> _Given data_
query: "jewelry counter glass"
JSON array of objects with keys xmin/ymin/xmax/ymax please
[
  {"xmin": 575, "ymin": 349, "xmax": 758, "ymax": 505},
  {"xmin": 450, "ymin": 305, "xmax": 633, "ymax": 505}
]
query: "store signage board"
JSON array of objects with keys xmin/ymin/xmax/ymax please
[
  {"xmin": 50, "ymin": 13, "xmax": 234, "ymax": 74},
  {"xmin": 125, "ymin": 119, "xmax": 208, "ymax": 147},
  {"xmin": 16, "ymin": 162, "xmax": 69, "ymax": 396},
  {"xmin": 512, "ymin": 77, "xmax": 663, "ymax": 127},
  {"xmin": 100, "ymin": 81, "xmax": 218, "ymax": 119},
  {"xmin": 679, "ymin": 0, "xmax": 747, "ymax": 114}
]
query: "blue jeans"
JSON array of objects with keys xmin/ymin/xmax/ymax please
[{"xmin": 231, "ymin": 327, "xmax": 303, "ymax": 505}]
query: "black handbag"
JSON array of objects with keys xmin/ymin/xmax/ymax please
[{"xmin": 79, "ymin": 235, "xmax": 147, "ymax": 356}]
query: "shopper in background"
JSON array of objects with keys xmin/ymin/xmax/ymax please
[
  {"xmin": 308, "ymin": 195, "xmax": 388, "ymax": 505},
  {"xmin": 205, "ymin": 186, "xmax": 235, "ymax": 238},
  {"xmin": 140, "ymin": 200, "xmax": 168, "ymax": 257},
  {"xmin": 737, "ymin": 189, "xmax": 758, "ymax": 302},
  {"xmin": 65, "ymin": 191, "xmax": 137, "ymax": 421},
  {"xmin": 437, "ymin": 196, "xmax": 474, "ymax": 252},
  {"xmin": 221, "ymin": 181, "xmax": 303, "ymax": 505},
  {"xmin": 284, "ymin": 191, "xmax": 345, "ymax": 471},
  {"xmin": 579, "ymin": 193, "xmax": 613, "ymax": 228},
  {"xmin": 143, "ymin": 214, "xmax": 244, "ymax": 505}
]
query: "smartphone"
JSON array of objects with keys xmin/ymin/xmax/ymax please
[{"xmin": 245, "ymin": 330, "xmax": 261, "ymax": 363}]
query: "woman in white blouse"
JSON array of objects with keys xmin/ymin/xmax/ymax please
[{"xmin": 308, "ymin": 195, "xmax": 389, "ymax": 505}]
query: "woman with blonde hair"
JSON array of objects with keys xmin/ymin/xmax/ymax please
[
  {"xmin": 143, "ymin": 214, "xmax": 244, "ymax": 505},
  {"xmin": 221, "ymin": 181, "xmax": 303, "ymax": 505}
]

> _Task directions_
Pull out every line in the records above that contains the word "woman", and copy each one.

> _Task response_
query: "woman in white blouse"
query: "woman with blonde hair"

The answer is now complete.